*** Extrait du document
Vox, Christina Dalcher

Jean McClellan est docteure en neurosciences. Elle a passé sa vie dans un laboratoire de recherches, loin des mouvements protestataires qui ont enflammé son pays. Mais, désormais, même si elle le voulait, impossible de s’exprimer : comme toutes les femmes, elle est condamnée à un silence forcé, limitée à un quota de 100 mots par jour. En effet, le nouveau gouvernement en place, constitué d’un groupe fondamentaliste, a décidé d’abattre la figure de la femme moderne. Pourtant, quand le frère du Président fait une attaque, Jean est appelée à la rescousse. La récompense ? La possibilité de s’affranchir – et sa fille avec elle – de son quota de mots. Mais ce qu’elle va découvrir alors qu’elle recouvre la parole pourrait bien la laisser définitivement sans voix…

 

Vox est le genre de livre qui vous marque pour longtemps. L’histoire est simple : les femmes ont un bracelet qui compte leurs mots et elles ne peuvent en prononcer que 100 par jour. Sachant qu’on prononce entre 16 000 et 20 000 mots en moyenne pendant une journée type, le livre parle de la soumission de la femme et à terme, de son effacement total de la société en tant qu’individu qui s’exprime et qui participe à la vie en communauté.
******
*** Données fournies
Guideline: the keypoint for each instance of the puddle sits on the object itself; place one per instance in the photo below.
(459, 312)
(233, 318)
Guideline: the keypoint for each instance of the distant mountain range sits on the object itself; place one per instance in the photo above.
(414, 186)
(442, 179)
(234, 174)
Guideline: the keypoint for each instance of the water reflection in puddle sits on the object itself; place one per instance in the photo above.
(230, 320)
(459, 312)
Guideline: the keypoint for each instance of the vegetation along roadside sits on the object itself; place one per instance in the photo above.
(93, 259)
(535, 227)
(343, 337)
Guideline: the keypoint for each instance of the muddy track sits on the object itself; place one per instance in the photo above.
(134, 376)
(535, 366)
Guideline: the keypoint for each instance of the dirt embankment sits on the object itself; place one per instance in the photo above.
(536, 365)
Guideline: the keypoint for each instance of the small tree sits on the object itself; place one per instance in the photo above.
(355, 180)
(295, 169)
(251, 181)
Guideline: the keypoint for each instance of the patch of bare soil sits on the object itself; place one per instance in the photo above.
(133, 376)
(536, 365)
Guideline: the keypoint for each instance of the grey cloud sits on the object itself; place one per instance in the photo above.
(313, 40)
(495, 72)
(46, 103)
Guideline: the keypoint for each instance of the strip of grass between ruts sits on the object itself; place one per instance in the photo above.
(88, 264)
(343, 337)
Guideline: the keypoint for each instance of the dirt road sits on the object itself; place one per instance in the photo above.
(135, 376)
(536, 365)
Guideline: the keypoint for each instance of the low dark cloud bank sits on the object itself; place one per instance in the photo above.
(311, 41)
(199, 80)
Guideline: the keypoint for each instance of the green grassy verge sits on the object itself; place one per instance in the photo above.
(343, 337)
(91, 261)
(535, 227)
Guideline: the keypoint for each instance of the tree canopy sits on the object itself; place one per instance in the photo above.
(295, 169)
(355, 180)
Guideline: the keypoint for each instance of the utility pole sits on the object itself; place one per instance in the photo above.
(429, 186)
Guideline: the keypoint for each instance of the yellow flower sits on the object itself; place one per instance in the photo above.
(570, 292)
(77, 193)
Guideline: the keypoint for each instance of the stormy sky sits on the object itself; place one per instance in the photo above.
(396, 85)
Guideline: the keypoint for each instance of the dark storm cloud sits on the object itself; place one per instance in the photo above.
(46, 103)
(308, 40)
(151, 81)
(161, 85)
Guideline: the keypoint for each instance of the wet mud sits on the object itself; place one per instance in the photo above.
******
◆ **À faire**:
A. D'après le texte sur Vox, quel est le métier de Jean McClellan ?
B. Poursuivez le texte sur Vox après sa dernière phrase.
Ces données forment un ensemble à part, indépendant du texte.

◆ **Exercices corrigés**:
A. Elle est docteure en neurosciences.

B.
Jean McClellan est professeure en neurosciences et ne supporte pas cette société dans laquelle elle vit. L’installation des compte-mots s’est faite rapidement, en à peine deux ans, sans que personne n’ait rien vu venir. Les mesures ont été prises après qu’un parti puritain ait été élu à la tête du pays, les Purs.

Jean a une petite fille, Sonia, qui ne peut pas parler non plus. Si jamais une femme prononce plus que son quota de 100 mots autorisés, elle est victime d’une décharge électrique. Plus elle dépasse ce quota, plus la décharge est violente.

Raconter avec un point de vue interne est très intelligent car tout ce que Jean ne peut dire à haute voix, elle nous le dit, à nous, lecteurs, qui comprenons aisément ce que cet interdit implique pour elle. Elle ne peut pas dire à ces enfants qu’elle les aime, ne peut pas leur demander comment s’est passée leur journée, etc.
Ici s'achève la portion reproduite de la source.